● **Requirement 1**
Could you quote the ABLE account article word for word, starting at "Expansion of ABLE" and ending at "Security income eligibility."?
● **Requirement 2**
Can you shorten the paragraph of the ABLE account article that begins "Previously, individuals had to" while keeping its main facts?
● **Requirement 3**
How would you carry on the article about expanded ABLE account eligibility from its last sentence?

● **Excerpt provided**
Expansion of ABLE Account Eligibility
Starting from January 1, 2026, around 6.1 million more Americans will gain the opportunity to open and contribute to an Achieving a Better Life Experience (ABLE) account, as reported by the National Institute on Disabilities.
These accounts, created by Congress in 2014, provide tax benefits and are aimed at Americans with disabilities. They allow individuals to save for important expenses like education, housing, and healthcare without jeopardizing their Medicaid or Social Security income eligibility.
Previously, individuals had to have a qualifying medical condition diagnosed before turning 26, but this age limit has now been extended to 46 starting in January. This change is expected to increase the total eligible Americans for ABLE accounts to around 14 million.
Julianna Crist, who oversees ABLE programs at Bestwell, a financial technology company managing multiple ABLE plans, described these accounts as “powerful estate planning, financial and tax planning tools.” She likened them to a “super-powerful Roth-like” individual retirement account.

● **Excerpted data**
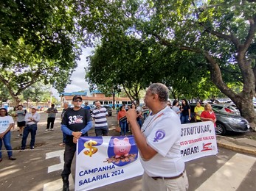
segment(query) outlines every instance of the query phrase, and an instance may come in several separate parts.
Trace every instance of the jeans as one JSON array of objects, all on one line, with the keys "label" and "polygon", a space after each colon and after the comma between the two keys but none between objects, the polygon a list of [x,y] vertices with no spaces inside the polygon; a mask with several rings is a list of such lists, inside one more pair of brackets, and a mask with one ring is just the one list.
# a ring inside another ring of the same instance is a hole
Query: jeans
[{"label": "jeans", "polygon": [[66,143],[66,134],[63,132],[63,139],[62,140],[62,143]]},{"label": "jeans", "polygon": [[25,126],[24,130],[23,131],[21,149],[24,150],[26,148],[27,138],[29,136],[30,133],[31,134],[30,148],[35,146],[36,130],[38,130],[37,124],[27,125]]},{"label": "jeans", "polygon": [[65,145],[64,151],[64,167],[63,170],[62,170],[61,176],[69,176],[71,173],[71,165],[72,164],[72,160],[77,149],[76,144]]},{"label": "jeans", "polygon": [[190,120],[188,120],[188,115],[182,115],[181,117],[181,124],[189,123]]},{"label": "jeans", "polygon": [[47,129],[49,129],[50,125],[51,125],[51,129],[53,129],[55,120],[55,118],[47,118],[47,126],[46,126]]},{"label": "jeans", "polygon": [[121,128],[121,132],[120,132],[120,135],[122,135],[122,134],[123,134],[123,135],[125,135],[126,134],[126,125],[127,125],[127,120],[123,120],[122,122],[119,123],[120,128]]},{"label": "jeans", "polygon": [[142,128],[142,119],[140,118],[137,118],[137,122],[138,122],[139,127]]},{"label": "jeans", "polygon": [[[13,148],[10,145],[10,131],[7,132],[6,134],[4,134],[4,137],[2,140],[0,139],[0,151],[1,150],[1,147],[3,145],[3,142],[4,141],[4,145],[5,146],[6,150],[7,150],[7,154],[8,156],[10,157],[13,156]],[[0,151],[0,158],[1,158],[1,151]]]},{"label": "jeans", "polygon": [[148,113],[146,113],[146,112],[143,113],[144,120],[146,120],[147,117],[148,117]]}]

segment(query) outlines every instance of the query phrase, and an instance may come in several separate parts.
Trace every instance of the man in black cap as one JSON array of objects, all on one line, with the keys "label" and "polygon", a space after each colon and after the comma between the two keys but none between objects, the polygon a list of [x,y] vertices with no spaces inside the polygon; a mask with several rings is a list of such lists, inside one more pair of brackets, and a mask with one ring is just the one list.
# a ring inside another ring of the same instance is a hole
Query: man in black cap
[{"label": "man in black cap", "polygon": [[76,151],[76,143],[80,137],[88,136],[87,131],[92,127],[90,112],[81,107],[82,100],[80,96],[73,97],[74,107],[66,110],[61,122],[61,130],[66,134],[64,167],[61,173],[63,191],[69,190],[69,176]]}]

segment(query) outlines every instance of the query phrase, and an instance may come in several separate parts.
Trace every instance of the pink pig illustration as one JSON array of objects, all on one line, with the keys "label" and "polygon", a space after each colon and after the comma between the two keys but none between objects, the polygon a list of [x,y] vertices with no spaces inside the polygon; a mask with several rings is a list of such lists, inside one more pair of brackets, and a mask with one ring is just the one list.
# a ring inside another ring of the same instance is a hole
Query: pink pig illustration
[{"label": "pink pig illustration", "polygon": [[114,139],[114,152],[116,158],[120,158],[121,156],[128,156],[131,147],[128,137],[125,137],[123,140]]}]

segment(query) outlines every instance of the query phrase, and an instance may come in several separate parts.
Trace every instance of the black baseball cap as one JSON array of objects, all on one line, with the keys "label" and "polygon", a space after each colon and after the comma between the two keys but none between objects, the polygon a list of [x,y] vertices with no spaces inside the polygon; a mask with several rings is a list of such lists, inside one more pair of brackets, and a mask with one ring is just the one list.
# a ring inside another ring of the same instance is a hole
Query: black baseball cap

● **Final answer 1**
Expansion of ABLE Account Eligibility
Starting from January 1, 2026, around 6.1 million more Americans will gain the opportunity to open and contribute to an Achieving a Better Life Experience (ABLE) account, as reported by the National Institute on Disabilities.
These accounts, created by Congress in 2014, provide tax benefits and are aimed at Americans with disabilities. They allow individuals to save for important expenses like education, housing, and healthcare without jeopardizing their Medicaid or Social Security income eligibility.

● **Final answer 2**
The age by which a qualifying medical condition must be diagnosed rises from 26 to 46 starting in January. This should bring the total number of Americans eligible for ABLE accounts to around 14 million.

● **Final answer 3**
Similar to a Roth IRA, contributions are made with post-tax dollars. The funds can then grow without being taxed, and qualified withdrawals also don’t incur income tax. The flexibility with ABLE accounts is noteworthy; beneficiaries can access their funds whenever they need them and deposit more money each year without waiting to reach a certain age.
Withdrawals for qualified expenses from an ABLE account are tax-free, while non-qualified withdrawals face income tax and a 10% penalty. Account holders can save up to $100,000 without risking their access to additional security income and Medicaid benefits. In contrast, having more than $2,000 in savings elsewhere could jeopardize these benefits.
Who Can Get an ABLE Account?
ABLE accounts are intended for U.S. citizens across all 50 states who either receive Supplemental Security Income or Social Security Disability Insurance, or who can attest to having a qualifying medical condition. Crist mentions that more individuals may qualify than initially believed. Many may not think they have a disability even if they have a qualifying condition.
To self-certify, a written medical certificate confirming the qualification, signed by an appropriate physician, is needed, noting that the condition started before the individual turned 46. Qualifying conditions range from blindness, as defined by the Social Security Administration, to various physical and mental health issues, including autism spectrum disorder and ADHD.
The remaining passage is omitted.